Elsevier

Speech Communication

Volume 52, Issue 3, March 2010, Pages 181-200
Speech Communication

Which words are hard to recognize? Prosodic, lexical, and disfluency factors that increase speech recognition error rates

https://doi.org/10.1016/j.specom.2009.10.001Get rights and content

Abstract

Despite years of speech recognition research, little is known about which words tend to be misrecognized and why. Previous work has shown that errors increase for infrequent words, short words, and very loud or fast speech, but many other presumed causes of error (e.g., nearby disfluencies, turn-initial words, phonetic neighborhood density) have never been carefully tested. The reasons for the huge differences found in error rates between speakers also remain largely mysterious.

Using a mixed-effects regression model, we investigate these and other factors by analyzing the errors of two state-of-the-art recognizers on conversational speech. Words with higher error rates include those with extreme prosodic characteristics, those occurring turn-initially or as discourse markers, and doubly confusable pairs: acoustically similar words that also have similar language model probabilities. Words preceding disfluent interruption points (first repetition tokens and words before fragments) also have higher error rates. Finally, even after accounting for other factors, speaker differences cause enormous variance in error rates, suggesting that speaker error rate variance is not fully explained by differences in word choice, fluency, or prosodic characteristics. We also propose that doubly confusable pairs, rather than high neighborhood density, may better explain phonetic neighborhood errors in human speech processing.

Introduction

Conversational speech is one of the most difficult genres for automatic speech recognition (ASR) systems to recognize, due to high levels of disfluency, non-canonical pronunciations, and acoustic and prosodic variability. In order to improve ASR performance, it is important to understand which of these factors is most problematic for recognition. Previous work on recognition of spontaneous monologues and dialogues has shown that infrequent words are more likely to be misrecognized (Fosler-Lussier and Morgan, 1999, Shinozaki and Furui, 2001) and that fast speech is associated with higher error rates (Siegler and Stern, 1995, Fosler-Lussier and Morgan, 1999, Shinozaki and Furui, 2001). In some studies, very slow speech has also been found to correlate with higher error rates (Siegler and Stern, 1995, Shinozaki and Furui, 2001). In Shinozaki and Furui’s (2001) analysis of a Japanese ASR system, word length (in phones) was found to be a useful predictor of error rates, with more errors on shorter words. In Hirschberg et al.’s (2004) analysis of two human–computer dialogue systems, misrecognized turns were found to have (on average) higher maximum pitch and energy than correctly recognized turns. Results for speech rate were ambiguous: faster utterances had higher error rates in one corpus, but lower error rates in the other. Finally, Adda-Decker and Lamel (2005) demonstrated that both French and English ASR systems had more trouble with male speakers than female speakers, and suggested several possible explanations, including higher rates of disfluencies and more reduction.

• • • • • • •

**Given request A**
From the listing, print the lines running from the line containing "target: wooden boat cabin" through the final line of the listing, both ends included, and reproduce them without any change.

• • • • • • •

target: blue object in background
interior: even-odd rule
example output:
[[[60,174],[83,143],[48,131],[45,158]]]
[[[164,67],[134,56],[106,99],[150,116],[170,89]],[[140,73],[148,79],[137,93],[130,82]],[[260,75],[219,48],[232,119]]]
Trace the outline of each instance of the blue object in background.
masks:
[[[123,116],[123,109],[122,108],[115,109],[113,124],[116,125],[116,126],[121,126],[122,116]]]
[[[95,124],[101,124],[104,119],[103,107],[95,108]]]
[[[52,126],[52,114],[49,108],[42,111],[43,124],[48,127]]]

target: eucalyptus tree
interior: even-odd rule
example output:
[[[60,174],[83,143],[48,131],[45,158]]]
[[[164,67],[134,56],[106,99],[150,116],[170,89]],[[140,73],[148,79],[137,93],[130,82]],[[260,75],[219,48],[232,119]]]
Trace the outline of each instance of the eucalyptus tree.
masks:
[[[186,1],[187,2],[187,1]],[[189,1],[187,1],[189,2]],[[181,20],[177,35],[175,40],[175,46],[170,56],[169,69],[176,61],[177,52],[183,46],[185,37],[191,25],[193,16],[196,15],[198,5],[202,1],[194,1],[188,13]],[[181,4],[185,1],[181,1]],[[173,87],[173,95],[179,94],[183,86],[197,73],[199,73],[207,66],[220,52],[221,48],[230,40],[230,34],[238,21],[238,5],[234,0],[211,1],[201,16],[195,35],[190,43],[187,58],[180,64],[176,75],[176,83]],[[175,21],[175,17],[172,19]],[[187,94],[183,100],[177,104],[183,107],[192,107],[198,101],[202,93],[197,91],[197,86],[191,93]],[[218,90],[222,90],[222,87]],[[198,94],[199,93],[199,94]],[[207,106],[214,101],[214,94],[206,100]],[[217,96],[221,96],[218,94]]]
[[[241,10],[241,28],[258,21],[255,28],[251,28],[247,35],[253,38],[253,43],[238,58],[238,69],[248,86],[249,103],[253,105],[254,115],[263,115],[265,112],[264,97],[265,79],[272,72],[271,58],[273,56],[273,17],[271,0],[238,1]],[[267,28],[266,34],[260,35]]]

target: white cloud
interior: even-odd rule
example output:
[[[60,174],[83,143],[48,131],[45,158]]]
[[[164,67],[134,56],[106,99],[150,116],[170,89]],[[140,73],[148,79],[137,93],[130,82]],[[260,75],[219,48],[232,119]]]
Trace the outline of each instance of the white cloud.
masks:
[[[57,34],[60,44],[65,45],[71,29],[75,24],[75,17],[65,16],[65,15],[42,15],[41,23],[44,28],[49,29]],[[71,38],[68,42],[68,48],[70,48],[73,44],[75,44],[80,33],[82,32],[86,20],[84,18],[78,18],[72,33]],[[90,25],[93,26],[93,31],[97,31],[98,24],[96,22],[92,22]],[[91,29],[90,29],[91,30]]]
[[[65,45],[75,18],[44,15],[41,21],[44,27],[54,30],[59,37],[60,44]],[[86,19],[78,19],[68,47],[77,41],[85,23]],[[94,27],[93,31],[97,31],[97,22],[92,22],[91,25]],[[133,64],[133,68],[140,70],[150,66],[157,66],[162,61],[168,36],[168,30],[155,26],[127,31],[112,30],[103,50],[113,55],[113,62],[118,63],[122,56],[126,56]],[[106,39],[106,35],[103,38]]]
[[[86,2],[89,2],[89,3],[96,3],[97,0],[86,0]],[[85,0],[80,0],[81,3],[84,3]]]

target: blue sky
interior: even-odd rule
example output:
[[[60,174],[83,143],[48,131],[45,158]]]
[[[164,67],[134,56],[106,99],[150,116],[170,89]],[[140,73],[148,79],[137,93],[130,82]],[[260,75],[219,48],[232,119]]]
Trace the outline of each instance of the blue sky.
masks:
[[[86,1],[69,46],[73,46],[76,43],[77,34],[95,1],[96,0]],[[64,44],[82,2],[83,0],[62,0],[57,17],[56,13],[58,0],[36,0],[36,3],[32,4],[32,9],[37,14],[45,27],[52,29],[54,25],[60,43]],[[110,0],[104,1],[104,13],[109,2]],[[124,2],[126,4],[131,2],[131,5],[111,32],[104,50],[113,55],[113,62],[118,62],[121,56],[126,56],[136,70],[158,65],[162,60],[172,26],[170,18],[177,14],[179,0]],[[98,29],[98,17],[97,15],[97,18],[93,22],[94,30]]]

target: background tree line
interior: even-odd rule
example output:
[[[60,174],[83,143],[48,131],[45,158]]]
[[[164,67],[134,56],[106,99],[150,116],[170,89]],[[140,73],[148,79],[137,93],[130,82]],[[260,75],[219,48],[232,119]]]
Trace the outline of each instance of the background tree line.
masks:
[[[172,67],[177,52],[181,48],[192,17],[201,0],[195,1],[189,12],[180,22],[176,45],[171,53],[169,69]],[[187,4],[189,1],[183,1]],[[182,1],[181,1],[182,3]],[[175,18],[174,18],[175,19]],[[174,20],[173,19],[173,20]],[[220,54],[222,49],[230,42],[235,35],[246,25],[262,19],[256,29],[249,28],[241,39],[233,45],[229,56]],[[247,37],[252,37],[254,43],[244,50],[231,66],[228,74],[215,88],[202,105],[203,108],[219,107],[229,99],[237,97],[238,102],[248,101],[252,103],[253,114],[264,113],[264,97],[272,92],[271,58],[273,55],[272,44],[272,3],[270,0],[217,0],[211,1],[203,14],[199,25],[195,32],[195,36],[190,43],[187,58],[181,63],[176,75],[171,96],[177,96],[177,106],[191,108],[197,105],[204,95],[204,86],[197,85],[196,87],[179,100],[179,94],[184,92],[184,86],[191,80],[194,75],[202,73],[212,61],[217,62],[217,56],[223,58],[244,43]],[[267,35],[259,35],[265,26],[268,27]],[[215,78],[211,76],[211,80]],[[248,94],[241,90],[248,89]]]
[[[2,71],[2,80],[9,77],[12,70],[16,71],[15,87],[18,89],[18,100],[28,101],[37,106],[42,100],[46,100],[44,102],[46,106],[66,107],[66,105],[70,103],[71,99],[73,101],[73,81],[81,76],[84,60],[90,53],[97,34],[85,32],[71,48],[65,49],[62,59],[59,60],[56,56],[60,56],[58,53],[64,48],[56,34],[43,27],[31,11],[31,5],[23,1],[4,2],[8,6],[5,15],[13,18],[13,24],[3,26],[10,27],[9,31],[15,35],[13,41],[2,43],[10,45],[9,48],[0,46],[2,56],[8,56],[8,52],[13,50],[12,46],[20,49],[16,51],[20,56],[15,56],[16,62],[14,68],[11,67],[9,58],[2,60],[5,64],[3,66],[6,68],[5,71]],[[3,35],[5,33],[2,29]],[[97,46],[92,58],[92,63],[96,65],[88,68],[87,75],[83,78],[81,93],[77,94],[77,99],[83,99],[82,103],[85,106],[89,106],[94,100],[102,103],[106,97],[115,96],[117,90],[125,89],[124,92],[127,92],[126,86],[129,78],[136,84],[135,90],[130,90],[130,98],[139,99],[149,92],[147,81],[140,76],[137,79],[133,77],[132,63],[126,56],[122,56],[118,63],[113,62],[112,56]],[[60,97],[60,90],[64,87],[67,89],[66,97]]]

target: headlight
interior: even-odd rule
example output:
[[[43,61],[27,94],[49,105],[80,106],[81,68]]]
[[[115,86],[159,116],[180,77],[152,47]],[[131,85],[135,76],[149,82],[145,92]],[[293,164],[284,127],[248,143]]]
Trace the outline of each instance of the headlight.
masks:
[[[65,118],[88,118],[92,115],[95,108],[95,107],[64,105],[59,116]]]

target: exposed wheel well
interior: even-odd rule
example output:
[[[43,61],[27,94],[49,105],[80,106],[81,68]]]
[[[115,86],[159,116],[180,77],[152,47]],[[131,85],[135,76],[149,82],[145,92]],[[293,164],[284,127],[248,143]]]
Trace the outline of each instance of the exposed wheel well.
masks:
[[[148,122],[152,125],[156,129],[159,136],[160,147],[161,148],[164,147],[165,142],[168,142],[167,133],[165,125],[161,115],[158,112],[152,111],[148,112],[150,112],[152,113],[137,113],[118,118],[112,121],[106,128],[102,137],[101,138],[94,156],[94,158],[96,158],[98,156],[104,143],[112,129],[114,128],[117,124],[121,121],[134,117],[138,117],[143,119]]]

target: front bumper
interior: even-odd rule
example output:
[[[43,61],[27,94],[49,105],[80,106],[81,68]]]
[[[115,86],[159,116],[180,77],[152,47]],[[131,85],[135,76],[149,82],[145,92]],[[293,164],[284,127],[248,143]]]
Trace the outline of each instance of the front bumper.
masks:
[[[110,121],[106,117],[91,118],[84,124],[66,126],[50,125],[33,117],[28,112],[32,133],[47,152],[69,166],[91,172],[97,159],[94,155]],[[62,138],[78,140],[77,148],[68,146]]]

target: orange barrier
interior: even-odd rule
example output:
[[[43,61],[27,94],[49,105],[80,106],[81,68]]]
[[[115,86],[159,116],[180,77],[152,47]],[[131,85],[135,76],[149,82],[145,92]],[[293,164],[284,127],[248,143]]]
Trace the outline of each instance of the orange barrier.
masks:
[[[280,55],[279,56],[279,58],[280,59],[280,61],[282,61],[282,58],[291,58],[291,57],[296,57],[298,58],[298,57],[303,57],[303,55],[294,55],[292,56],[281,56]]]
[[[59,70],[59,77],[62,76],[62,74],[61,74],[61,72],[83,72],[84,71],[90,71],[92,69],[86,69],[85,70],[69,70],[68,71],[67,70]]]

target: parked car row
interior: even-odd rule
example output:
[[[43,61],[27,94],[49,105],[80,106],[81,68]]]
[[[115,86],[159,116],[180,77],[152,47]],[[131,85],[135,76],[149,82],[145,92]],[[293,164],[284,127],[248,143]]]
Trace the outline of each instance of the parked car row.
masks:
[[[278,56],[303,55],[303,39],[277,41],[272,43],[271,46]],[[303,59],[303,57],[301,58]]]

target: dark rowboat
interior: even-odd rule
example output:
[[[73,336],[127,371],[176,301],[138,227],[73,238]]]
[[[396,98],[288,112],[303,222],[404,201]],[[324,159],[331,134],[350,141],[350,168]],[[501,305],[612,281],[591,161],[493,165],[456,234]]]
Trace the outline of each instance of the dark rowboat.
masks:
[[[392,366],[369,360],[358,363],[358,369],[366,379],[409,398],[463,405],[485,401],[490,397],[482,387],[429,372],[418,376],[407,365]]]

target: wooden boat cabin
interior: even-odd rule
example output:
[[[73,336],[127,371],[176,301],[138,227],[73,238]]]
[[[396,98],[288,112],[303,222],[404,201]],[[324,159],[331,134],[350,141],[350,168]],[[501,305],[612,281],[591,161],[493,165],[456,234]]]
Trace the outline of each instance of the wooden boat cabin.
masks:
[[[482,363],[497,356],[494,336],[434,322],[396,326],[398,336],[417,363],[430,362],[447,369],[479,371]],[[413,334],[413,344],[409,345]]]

• • • • • • •

**Given request B**
Write the next part of the article on which words are hard for speech recognizers, continuing from the point where the article stops.

**Exercise output A**
target: wooden boat cabin
interior: even-odd rule
example output:
[[[73,336],[127,371],[176,301],[138,227],[73,238]]]
[[[396,98],[288,112],[303,222],[404,201]],[[324,159],[331,134],[350,141],[350,168]],[[501,305],[612,281],[591,161],[493,165],[456,234]]]
Trace the outline of each instance of the wooden boat cabin.
masks:
[[[482,363],[497,356],[494,336],[434,322],[396,326],[398,336],[417,363],[430,362],[447,369],[479,371]],[[413,334],[413,344],[409,345]]]

**Exercise output B**
In parallel to these studies within the speech-recognition community, a body of work has accumulated in the psycholinguistics literature examining factors that affect the speed and accuracy of spoken word recognition in humans. Experiments are typically carried out using isolated words as stimuli, and controlling for numerous factors such as word frequency, duration, and length. Like ASR systems, humans are better (faster and more accurate) at recognizing frequent words than infrequent words (Howes, 1954, Marslen-Wilson, 1987, Dahan et al., 2001). In addition, it is widely accepted that recognition is worse for words that are phonetically similar to many other words than for highly distinctive words (Luce and Pisoni, 1998). Rather than using a graded notion of phonetic similarity, psycholinguistic experiments typically make the simplifying assumption that two words are “similar” if they differ by a single phone (insertion, substitution, or deletion). Such pairs are referred to as neighbors. Early on, it was shown that both the number of neighbors of a word and the frequency of those neighbors are significant predictors of recognition performance; it is now common to see those two factors combined into a single predictor known as frequency-weighted neighborhood density (Luce and Pisoni, 1998, Vitevitch and Luce, 1999), which we discuss in more detail in Section 3.1.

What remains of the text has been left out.